> MATERIAL FOR THE TASK:
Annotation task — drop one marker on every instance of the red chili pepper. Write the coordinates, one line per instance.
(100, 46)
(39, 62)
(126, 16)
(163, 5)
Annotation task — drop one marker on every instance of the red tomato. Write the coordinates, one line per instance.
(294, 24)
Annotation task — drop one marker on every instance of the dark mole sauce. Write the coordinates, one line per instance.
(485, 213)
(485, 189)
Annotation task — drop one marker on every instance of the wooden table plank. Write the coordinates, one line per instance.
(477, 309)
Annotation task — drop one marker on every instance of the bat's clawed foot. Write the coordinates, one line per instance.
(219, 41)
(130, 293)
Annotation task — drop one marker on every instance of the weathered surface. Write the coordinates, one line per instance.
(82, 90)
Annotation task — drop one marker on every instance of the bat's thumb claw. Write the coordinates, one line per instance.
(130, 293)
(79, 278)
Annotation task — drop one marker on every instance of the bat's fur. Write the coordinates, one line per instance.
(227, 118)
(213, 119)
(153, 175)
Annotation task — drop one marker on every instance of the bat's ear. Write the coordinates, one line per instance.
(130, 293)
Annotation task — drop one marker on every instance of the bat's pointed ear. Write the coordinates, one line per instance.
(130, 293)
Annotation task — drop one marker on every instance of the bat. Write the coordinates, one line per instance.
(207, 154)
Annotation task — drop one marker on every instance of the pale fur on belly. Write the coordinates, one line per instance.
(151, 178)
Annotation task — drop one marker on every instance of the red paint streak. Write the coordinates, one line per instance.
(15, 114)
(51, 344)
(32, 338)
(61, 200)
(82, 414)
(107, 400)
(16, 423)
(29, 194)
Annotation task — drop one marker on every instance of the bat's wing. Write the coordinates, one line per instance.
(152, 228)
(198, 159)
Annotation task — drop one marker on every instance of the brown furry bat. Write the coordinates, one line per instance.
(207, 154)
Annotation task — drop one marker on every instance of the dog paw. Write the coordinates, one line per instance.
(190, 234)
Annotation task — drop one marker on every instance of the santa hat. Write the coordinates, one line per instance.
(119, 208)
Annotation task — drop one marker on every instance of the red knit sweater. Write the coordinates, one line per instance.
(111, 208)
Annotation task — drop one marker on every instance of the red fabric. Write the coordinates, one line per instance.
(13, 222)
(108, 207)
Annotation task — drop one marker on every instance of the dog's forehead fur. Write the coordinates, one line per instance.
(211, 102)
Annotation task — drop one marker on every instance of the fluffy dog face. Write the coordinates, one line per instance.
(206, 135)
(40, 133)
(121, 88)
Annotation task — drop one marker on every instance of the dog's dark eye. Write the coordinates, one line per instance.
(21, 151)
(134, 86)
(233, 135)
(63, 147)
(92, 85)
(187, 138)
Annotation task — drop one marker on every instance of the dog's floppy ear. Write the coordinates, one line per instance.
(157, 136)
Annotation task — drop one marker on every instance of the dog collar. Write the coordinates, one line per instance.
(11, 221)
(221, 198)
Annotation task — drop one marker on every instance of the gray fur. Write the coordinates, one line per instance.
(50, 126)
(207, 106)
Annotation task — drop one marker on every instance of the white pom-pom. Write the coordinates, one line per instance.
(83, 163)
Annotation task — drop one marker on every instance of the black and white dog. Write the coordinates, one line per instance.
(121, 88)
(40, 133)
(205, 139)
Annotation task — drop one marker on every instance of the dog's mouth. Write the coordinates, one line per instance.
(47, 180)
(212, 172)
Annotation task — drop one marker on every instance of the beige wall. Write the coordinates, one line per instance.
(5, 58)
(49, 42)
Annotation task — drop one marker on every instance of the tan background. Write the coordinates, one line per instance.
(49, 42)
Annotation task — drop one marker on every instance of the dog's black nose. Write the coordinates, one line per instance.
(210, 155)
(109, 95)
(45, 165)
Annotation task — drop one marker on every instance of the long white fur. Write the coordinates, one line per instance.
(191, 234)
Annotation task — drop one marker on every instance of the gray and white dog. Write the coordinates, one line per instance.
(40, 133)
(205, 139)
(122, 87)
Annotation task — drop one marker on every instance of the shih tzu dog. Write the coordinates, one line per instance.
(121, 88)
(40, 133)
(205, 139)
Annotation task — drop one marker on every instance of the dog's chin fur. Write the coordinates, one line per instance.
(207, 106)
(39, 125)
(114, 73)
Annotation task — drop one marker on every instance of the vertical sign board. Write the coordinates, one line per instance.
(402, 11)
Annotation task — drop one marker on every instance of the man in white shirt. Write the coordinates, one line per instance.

> WHAT IS REQUIRED: Please output the entire listing exactly as it stands.

> SOLUTION:
Annotation task — drop one marker on every instance of the red chili pepper. Write the coordinates, one line per instance.
(100, 46)
(39, 62)
(126, 16)
(163, 5)
Annotation task — drop one marker on every instance of the red tomato. Write the coordinates, one line per instance.
(294, 24)
Annotation task — drop one marker on every instance of the dark mole sauce. Write the coordinates, one line per instance.
(485, 213)
(485, 189)
Annotation task — drop one marker on every instance of the wooden table plank. Write the coordinates, one line per instance.
(477, 309)
Annotation task — drop one marker on every instance of the bat's clawed foot. Write the coordinates, one line per instance.
(219, 41)
(130, 293)
Annotation task — drop one marker on every instance of the weathered surface. Write the coordinates, one line per instance.
(82, 90)
Annotation task — drop one marker on every instance of the bat's thumb claw. Write the coordinates, one line per instance.
(130, 293)
(79, 278)
Annotation task — drop one marker on every instance of the bat's fur. Write the coordinates, one line per instance.
(227, 118)
(213, 119)
(153, 175)
Annotation task — drop one marker on every instance of the bat's ear. Write the coordinates, one line per instance.
(130, 293)
Annotation task — drop one marker on every instance of the bat's pointed ear. Write the coordinates, one line per instance.
(130, 293)
Annotation task — drop one marker on every instance of the bat. Write the coordinates, one line per instance.
(207, 154)
Annotation task — drop one marker on every instance of the pale fur on belly. Write the coordinates, one line per instance.
(151, 178)
Annotation task — drop one marker on every instance of the red paint streak. Write the coordinates, one line per instance.
(15, 114)
(51, 344)
(32, 338)
(61, 200)
(82, 414)
(107, 400)
(16, 423)
(29, 194)
Annotation task — drop one marker on every instance of the bat's wing. Write the coordinates, one line per instance.
(152, 228)
(198, 159)
Annotation task — drop one marker on every instance of the brown furry bat. Write the coordinates, one line per instance.
(207, 154)
Annotation task — drop one marker on every instance of the dog paw. Write the coordinates, one line per instance.
(190, 234)
Annotation task — drop one marker on every instance of the santa hat. Write the coordinates, one line per instance.
(119, 208)
Annotation task — drop one marker on every instance of the red knit sweater. Write the coordinates, one line per instance.
(111, 208)
Annotation task — drop one marker on every instance of the red fabric. Write the coordinates, one line per instance.
(13, 222)
(108, 207)
Annotation task — drop one marker on every instance of the dog's forehead fur. Write the coordinates, one line per instance.
(211, 102)
Annotation task — drop one marker on every instance of the fluffy dog face. Write the coordinates, one line per instance.
(206, 135)
(40, 133)
(121, 88)
Annotation task — drop one marker on every instance of the dog's dark eye. Write the coordinates, one line per instance.
(21, 151)
(134, 86)
(233, 135)
(63, 147)
(92, 85)
(187, 138)
Annotation task — drop one marker on every instance of the dog's floppy ear. Write the coordinates, one line per instance.
(157, 136)
Annotation task — drop one marker on every instance of the dog collar. Write the coordinates, one line per instance.
(11, 221)
(221, 198)
Annotation task — drop one marker on every instance of the gray fur. Write the coordinates, one line per instance.
(50, 126)
(207, 106)
Annotation task — drop one marker on every instance of the white pom-pom. Write the coordinates, one line per instance.
(83, 163)
Annotation task — drop one marker on every instance of the black and white dog. Write the coordinates, one line per instance.
(121, 88)
(40, 133)
(205, 139)
Annotation task — drop one marker on every instance of the dog's mouth. Write the coordinates, one line per instance.
(47, 180)
(212, 172)
Annotation task — drop one marker on every instance of the beige wall. Write the coordinates, one line per instance.
(5, 58)
(49, 42)
Annotation task — drop one marker on every instance of the tan background. Write the coordinates, one line per instance.
(49, 42)
Annotation task — drop one marker on every instance of the dog's black nose. Write the coordinates, one line per instance.
(210, 155)
(109, 95)
(45, 165)
Annotation task — drop one marker on every instance of the long white fur. Write the coordinates, one line per instance.
(191, 234)
Annotation task — drop one marker on every instance of the gray and white dog. Write the coordinates, one line per instance.
(40, 133)
(205, 139)
(122, 87)
Annotation task — drop one marker on every instance of the shih tzu dog. Write the coordinates, one line per instance.
(121, 88)
(40, 133)
(205, 139)
Annotation task — drop one marker on every instance of the dog's chin fur. Write the coordinates, one line per instance.
(207, 106)
(39, 125)
(114, 73)
Annotation task — drop one marker on every instance of the vertical sign board. Write the coordinates, one line per instance.
(402, 11)
Annotation task — drop one marker on every instance of the man in white shirt. Write the coordinates, one line per instance.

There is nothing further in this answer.